Global cement production accounts for 7 per cent of annual greenhouse gas emissions in large part through the burning of quarried limestone. Now, a CU Boulder-led research team has figured out a way to make cement production carbon neutral—and even carbon negative—by pulling carbon dioxide out of the air with the help of microalgae.

The CU Boulder engineers and their colleagues at the Algal Resources Collection at the University of North Carolina Wilmington (UNCW) and the National Renewable Energy Laboratory (NREL) have been rewarded for their innovative work with a $3.2 million grant from the U.S. Department of Energy’s (DOE) Advanced Research Projects Agency–Energy (ARPA-E). The research team was recently selected by the HESTIA program (Harnessing Emissions into Structures Taking Inputs from the Atmosphere) to develop and scale up the manufacture of biogenic limestone-based portland cement and help build a zero-carbon future.

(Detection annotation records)
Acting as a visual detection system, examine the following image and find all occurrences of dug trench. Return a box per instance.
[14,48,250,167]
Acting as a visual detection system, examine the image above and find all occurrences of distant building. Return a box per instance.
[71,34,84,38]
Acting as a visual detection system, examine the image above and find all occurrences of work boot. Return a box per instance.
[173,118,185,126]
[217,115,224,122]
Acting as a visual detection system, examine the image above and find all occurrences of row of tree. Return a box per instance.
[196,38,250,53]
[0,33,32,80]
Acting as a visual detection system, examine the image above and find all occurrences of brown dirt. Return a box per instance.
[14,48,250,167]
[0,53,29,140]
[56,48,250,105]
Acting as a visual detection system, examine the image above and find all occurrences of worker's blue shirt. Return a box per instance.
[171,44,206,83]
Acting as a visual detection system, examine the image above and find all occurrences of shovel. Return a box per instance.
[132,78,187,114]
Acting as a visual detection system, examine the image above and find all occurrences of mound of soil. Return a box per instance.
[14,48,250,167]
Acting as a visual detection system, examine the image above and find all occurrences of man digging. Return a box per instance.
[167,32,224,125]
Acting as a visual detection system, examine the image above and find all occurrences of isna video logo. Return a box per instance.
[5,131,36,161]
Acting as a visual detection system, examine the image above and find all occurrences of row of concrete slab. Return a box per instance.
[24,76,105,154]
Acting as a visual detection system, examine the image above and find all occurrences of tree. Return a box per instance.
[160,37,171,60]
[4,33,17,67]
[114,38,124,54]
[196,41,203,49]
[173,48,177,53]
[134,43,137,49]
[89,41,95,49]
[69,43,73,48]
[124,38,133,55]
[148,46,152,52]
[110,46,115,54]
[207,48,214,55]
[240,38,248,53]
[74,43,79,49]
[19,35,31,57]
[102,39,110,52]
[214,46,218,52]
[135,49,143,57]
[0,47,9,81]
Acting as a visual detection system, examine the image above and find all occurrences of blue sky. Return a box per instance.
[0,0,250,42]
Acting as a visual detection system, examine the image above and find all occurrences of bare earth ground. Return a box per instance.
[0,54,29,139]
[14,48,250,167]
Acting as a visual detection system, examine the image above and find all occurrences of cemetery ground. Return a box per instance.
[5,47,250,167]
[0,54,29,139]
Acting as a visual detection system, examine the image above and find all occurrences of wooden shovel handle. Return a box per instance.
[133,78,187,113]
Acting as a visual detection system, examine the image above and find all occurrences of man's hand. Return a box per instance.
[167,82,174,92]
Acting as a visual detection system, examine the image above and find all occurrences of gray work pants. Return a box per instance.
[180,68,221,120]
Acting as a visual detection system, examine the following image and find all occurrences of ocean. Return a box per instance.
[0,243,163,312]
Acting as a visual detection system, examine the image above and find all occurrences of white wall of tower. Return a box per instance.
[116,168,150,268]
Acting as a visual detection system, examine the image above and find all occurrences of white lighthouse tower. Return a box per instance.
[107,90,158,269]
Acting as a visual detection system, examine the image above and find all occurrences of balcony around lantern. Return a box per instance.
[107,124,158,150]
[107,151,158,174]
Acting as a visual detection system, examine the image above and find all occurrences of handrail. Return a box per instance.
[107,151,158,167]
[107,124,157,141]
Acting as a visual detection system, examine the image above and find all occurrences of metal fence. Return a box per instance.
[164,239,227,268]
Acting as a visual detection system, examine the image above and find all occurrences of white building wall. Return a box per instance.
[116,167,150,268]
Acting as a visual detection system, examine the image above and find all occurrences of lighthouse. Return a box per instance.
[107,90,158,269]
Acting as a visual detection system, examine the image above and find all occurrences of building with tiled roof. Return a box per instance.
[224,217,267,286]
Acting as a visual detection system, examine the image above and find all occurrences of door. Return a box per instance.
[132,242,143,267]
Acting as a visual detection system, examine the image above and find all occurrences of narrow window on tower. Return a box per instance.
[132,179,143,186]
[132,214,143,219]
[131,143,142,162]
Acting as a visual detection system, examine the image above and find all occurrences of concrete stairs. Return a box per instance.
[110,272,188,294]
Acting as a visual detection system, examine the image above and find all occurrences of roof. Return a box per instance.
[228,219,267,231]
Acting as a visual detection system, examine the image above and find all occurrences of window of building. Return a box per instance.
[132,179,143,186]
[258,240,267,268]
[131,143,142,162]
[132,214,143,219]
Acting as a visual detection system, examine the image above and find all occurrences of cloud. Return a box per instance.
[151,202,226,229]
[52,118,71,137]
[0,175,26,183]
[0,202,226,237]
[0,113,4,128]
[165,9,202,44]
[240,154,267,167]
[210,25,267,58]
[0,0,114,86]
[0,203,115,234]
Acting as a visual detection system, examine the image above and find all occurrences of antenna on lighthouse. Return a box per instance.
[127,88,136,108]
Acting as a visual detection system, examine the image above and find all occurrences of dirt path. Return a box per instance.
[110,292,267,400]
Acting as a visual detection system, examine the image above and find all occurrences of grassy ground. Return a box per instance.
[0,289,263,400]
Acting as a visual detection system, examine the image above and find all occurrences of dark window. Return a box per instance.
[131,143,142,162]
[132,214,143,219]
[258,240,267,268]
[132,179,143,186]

The exercise: Transcribe the passage of the article on carbon-neutral cement from "Global cement production" up to and including "help of microalgae.".

Final result:
Global cement production accounts for 7 per cent of annual greenhouse gas emissions in large part through the burning of quarried limestone. Now, a CU Boulder-led research team has figured out a way to make cement production carbon neutral—and even carbon negative—by pulling carbon dioxide out of the air with the help of microalgae.